• **Requirements**:
In every entry below, swap "record the answer" for "write the answer" and write the entries out again with nothing else changed. Leave out the pictures.

• **Data for this exercise**:
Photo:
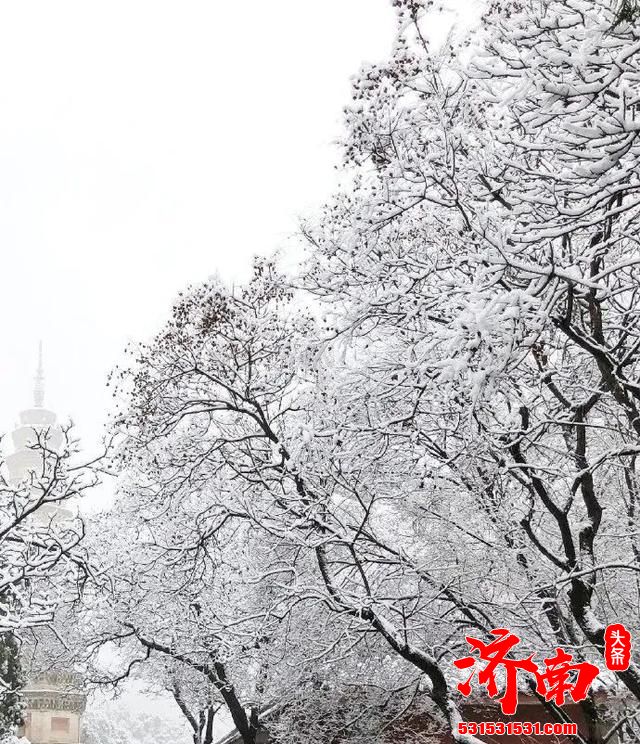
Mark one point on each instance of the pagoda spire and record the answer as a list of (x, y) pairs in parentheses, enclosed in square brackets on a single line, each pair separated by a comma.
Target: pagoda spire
[(38, 388)]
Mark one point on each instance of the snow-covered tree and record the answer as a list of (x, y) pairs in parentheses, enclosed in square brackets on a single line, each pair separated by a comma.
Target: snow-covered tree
[(437, 430)]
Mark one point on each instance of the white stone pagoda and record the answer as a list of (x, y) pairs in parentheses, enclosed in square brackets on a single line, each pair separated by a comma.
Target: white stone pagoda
[(54, 700)]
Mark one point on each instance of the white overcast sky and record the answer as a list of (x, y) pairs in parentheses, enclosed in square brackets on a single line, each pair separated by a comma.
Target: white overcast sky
[(145, 144)]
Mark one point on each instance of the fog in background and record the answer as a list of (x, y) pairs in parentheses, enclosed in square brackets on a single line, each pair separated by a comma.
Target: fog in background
[(147, 144)]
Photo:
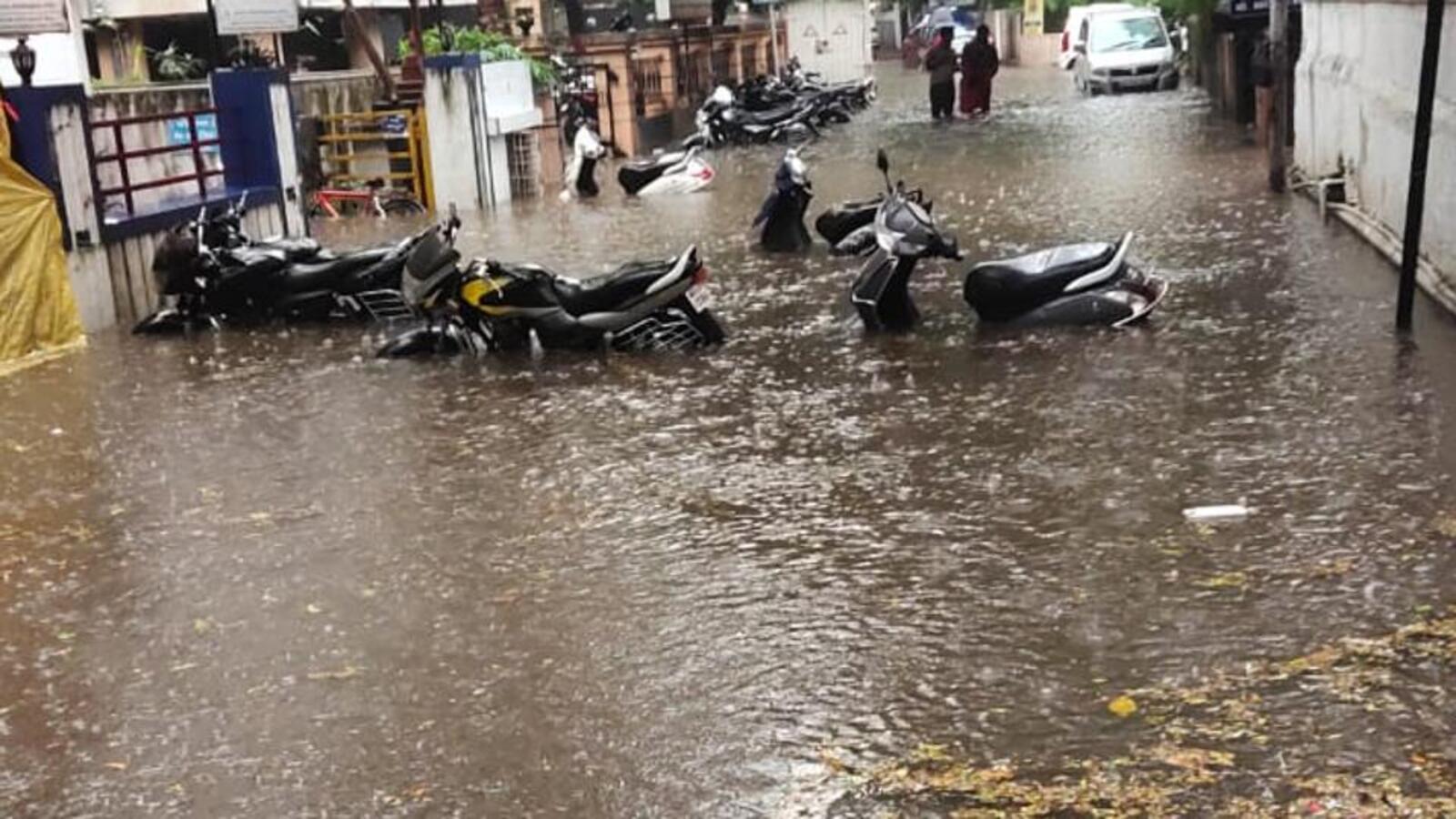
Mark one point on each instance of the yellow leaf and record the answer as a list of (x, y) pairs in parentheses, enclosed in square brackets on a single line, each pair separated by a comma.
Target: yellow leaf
[(1125, 705)]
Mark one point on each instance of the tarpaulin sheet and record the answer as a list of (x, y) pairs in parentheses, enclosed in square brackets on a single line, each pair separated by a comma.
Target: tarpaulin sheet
[(36, 307)]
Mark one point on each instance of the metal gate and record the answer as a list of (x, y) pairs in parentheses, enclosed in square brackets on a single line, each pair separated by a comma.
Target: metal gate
[(386, 145)]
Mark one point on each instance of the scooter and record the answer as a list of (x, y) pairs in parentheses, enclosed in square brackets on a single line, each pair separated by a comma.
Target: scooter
[(492, 307), (204, 288), (905, 234), (670, 172), (1070, 285), (581, 171), (781, 219), (849, 228)]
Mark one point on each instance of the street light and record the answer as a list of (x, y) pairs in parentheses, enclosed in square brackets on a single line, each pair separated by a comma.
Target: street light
[(24, 60)]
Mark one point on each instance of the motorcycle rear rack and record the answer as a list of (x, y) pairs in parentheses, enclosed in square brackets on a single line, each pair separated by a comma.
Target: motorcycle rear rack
[(659, 332), (385, 305)]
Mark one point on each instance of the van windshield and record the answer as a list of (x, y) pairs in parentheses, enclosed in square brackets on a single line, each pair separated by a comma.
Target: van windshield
[(1126, 34)]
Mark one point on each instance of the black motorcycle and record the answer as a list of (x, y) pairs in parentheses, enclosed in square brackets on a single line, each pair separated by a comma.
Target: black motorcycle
[(206, 286), (905, 234), (781, 219), (849, 228), (1070, 285), (497, 307)]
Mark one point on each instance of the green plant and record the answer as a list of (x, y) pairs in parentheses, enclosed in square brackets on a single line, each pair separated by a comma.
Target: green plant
[(491, 46), (174, 65)]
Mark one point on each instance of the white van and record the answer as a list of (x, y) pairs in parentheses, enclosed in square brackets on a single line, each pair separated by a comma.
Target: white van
[(1072, 34), (1125, 51)]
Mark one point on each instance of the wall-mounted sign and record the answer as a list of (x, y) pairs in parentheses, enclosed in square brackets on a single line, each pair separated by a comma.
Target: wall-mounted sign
[(257, 16), (1031, 21), (21, 18)]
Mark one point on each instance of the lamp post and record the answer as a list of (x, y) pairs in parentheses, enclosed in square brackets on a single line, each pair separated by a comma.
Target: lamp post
[(24, 60)]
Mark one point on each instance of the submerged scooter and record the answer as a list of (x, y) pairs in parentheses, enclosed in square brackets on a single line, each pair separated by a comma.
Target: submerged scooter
[(781, 219), (905, 234), (1070, 285), (497, 307), (204, 286), (670, 172)]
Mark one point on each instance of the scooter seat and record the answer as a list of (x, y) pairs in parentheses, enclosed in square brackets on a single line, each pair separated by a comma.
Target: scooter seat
[(641, 174), (613, 290), (1002, 288), (1046, 268), (293, 248), (303, 278), (774, 116), (844, 219)]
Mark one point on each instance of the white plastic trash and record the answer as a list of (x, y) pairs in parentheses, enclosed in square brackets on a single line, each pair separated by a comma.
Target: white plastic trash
[(1220, 511)]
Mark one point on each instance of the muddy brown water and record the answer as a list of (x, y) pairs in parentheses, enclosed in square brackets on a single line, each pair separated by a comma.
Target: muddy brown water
[(261, 574)]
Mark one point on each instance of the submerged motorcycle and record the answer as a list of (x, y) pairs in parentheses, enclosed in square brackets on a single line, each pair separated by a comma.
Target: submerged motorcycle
[(670, 172), (781, 219), (204, 286), (1070, 285), (497, 307), (905, 234)]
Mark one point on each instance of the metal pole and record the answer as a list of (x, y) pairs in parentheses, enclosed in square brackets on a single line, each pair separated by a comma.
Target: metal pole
[(1279, 65), (1420, 152)]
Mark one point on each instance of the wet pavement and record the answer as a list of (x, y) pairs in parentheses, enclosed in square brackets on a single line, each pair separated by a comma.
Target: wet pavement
[(262, 574)]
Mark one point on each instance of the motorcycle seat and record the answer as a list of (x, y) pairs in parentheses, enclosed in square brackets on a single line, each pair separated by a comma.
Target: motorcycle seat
[(638, 175), (1004, 288), (1050, 268), (293, 248), (613, 290), (303, 278)]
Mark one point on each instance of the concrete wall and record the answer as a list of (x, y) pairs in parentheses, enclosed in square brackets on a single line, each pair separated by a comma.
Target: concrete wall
[(1354, 104)]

• **Output**:
Photo:
Mark one point on each instance of the pagoda spire and write the answer as a list of (x, y) pairs in parentheses, enclosed in square brackets on a single line, each pair separated by a comma.
Target: pagoda spire
[(38, 388)]
Mark one point on each instance of the snow-covered tree and write the answer as a list of (x, y) pairs in parentheses, enclosed in square brackets on a single line, each pair separated by a comma.
Target: snow-covered tree
[(437, 430)]
Mark one point on each instance of the white stone pagoda and write the answer as a list of (x, y) pairs in parentheses, enclosed in square brackets on a single line, each pair separated by a comma.
Target: white stone pagoda
[(54, 700)]
Mark one point on each instance of the white overcast sky and write the answer as a list of (x, y) pairs in parentheses, enclosed in square brackets on a single line, each pair separated by a comma.
Target: white overcast sky
[(145, 144)]
Mark one point on each instance of the fog in background and write the answer as a list of (x, y) pairs in parentheses, enclosed in square brackets on a single line, each pair separated by a comma.
Target: fog in background
[(147, 144)]
Photo:
Mark one point on each instance of the yellow leaf and write the answer as a list of (x, y) pairs in parentheses, enclosed in square brackets on a single line, each pair separated by a comma.
Target: yellow leaf
[(1125, 705)]
Mark one point on each instance of the tarpaulin sheet and write the answer as a list of (x, y) pairs in parentheses, enclosed in square brackets on a single line, each pair separated by a comma.
Target: tarpaulin sheet
[(36, 307)]
Mark one point on each instance of the metal gate and write the answer as a list of (x, y) pairs in parentheses, enclosed in square brackets on a single line, each pair separated by a comma.
Target: metal gate
[(386, 145)]
Mark one point on each instance of the scooter and write the answer as a list of (x, y) pairs in parentheses, enclosed in square brackets on a single line, each pair separated by a comma.
Target: scooter
[(492, 307), (204, 288), (905, 234), (670, 172), (1070, 285), (581, 171), (781, 219), (849, 228)]
Mark one point on each instance of the street light and write the answer as a list of (x, y) pairs in parentheses, enclosed in square brackets on a single line, each pair separated by a comma.
Target: street light
[(24, 60)]
Mark one point on each instance of the motorcycle rear rack and write the answer as a list of (x, y) pairs in parentheses, enclosed in square brackets on a single line, each pair separated by a comma.
Target: motorcycle rear rack
[(659, 332), (385, 305)]
Mark one point on each instance of the van windshield and write the answer as a list of (x, y) pairs in parentheses, enclosed in square brackets on a single line, each pair separated by a comma.
Target: van windshield
[(1126, 34)]
Mark one point on each instance of the black motorcycle and write the answer as a list of (x, y) pairs in parentheses, enclosed in square brackets on a single line, each pair separated by a comma.
Target: black motorcycle
[(206, 286), (905, 234), (781, 219), (849, 228), (1070, 285), (497, 307)]
Mark one point on each instance of the green plant and write the answer as a list of (x, y) pairs in parentheses, enclosed in square brackets on a single line, each pair separated by a comma.
Target: green plant
[(491, 46), (174, 65)]
Mark one point on each instance of the white van and write the answer as a list of (x, y) pairs in parentheses, enclosed in square brackets on a single line, each pair separated by a comma.
Target: white van
[(1072, 34), (1125, 51)]
Mark one point on each instance of the wall-mounted sign and write the answer as a list of (x, y) pairs in parentheses, enclosed in square brackets on a single line, each pair separated by a comma.
Target: wall-mounted sign
[(257, 16), (1031, 21), (21, 18)]
Mark one point on each instance of the lamp post and write the answer as a list of (x, y) pairs in parentheses, enclosed in square brackets on a single line, each pair separated by a comma.
Target: lamp post
[(24, 60)]
Mark one point on each instance of the submerged scooter and write the answer as a list of (x, y) pairs in parentheses, enclosed in square brackets on a single line, each pair separated by a comma.
Target: submerged scooter
[(781, 219), (905, 234), (1070, 285), (497, 307), (204, 286), (670, 172)]
Mark one point on each instance of the scooter seat and write the answer as a list of (x, y) pairs in parentheses, enclosed in square brackets on a single line, each pair separated by a comma.
Target: scooter seat
[(641, 174), (613, 290), (1002, 288), (1046, 268), (293, 248), (303, 278), (774, 116), (844, 219)]
Mark one point on each instance of the white plastic trash and write the answer as a list of (x, y) pairs in parentheses, enclosed in square brackets on a single line, each pair separated by a comma.
Target: white plastic trash
[(1220, 511)]
Mark one point on each instance of the muddy brown water and write the answer as a list of (x, y) pairs in parentheses, enclosed in square brackets on a single line, each pair separated by a comma.
Target: muddy brown water
[(261, 574)]
Mark one point on each instance of the submerged motorcycle and write the answer as a list of (x, y) pairs in parentheses, enclosed in square brackets on a single line, each pair separated by a comma.
Target: submerged motorcycle
[(670, 172), (781, 219), (204, 286), (1070, 285), (497, 307), (905, 234)]
Mark one point on each instance of the metal pole and write the answer as a list of (x, y) pairs in parentheses, enclosed in square brackets on a single line, each pair separated by a comma.
Target: metal pole
[(1279, 65), (1420, 152)]
Mark one point on each instance of the wet pavement and write the answer as a list of (x, y) pairs in parentheses, enclosed in square brackets on a single line, each pair separated by a comma.
Target: wet pavement
[(262, 574)]
Mark one point on each instance of the motorcycle seat and write the answer as a list of (x, y) pairs in parentheses, enclosed in square brackets on a single line, each pair separated by a comma.
Target: motorcycle seat
[(638, 175), (1004, 288), (1050, 268), (293, 248), (613, 290), (303, 278)]
Mark one point on each instance of the concrete wall and write the answer as a list of (x, y) pairs in parentheses, enclosed in square brackets on a single line, each pair separated by a comma.
Target: concrete wall
[(1354, 104)]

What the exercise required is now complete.